- Bharawas Location within Haryana Bharawas Location within India
- Coordinates: 28°08′54″N 76°34′03″E﻿ / ﻿28.1484327°N 76.5676071°E
- Country: India

Government
- • Body: Village panchayat
- Time zone: UTC+5:30 (IST)
- PIN: 123401
- Website: www.rewari.gov.in

= Bharawas =

Bharawas is a village in Rewari tehsil of Rewari district in the Indian state of Haryana. It lies on NH15 south of Rewari at about 8 km on the Rewari-Bawal road.

==History==

Buddha Prakash, a scholar of the Kurukshetra University, states that Bharawas was likely the seat of the historical Bhadanaka kingdom that was conquered by the 12th century Chahamana king Prithviraj Chauhan. According to Buddha Prakash, this kingdom comprised old Gurgaon district, part of Alwar and Bhiwani tahsil. However, Cynthia Talbot of University of Wisconsin-Madison identifies Bhadanaka territory as the area around Bayana in Bharatpur; historian Dasharatha Sharma identifies it as the present-day Bhiwani to north, Rewari west and Alwar to southwest.

[Entries from a data collection]

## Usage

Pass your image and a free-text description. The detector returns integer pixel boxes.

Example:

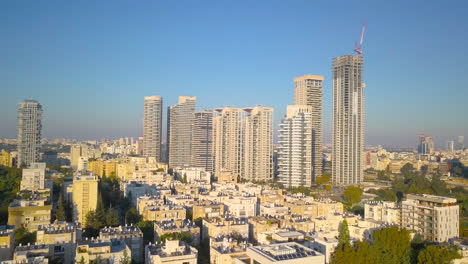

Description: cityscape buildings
[294,75,323,181]
[143,96,163,161]
[278,105,313,187]
[190,111,213,172]
[418,135,434,154]
[167,96,196,168]
[332,55,365,185]
[244,106,273,181]
[17,100,43,168]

## WORK TO COMPLETE
1. Print the portion of the Bharawas text from "- PIN: 123401" up to and including "Alwar to southwest.".
2. Render every line of the data-collection entries as a numbered list, omitting blank lines and the pictures.
The Bharawas text and the entries bear no relation to each other.

## RESPONSES TO THE EXERCISE
1.
- PIN: 123401
- Website: www.rewari.gov.in

= Bharawas =

Bharawas is a village in Rewari tehsil of Rewari district in the Indian state of Haryana. It lies on NH15 south of Rewari at about 8 km on the Rewari-Bawal road.

==History==

Buddha Prakash, a scholar of the Kurukshetra University, states that Bharawas was likely the seat of the historical Bhadanaka kingdom that was conquered by the 12th century Chahamana king Prithviraj Chauhan. According to Buddha Prakash, this kingdom comprised old Gurgaon district, part of Alwar and Bhiwani tahsil. However, Cynthia Talbot of University of Wisconsin-Madison identifies Bhadanaka territory as the area around Bayana in Bharatpur; historian Dasharatha Sharma identifies it as the present-day Bhiwani to north, Rewari west and Alwar to southwest.

2.
1. ## Usage
2. Pass your image and a free-text description. The detector returns integer pixel boxes.
3. Example:
4. Description: cityscape buildings
5. [294,75,323,181]
6. [143,96,163,161]
7. [278,105,313,187]
8. [190,111,213,172]
9. [418,135,434,154]
10. [167,96,196,168]
11. [332,55,365,185]
12. [244,106,273,181]
13. [17,100,43,168]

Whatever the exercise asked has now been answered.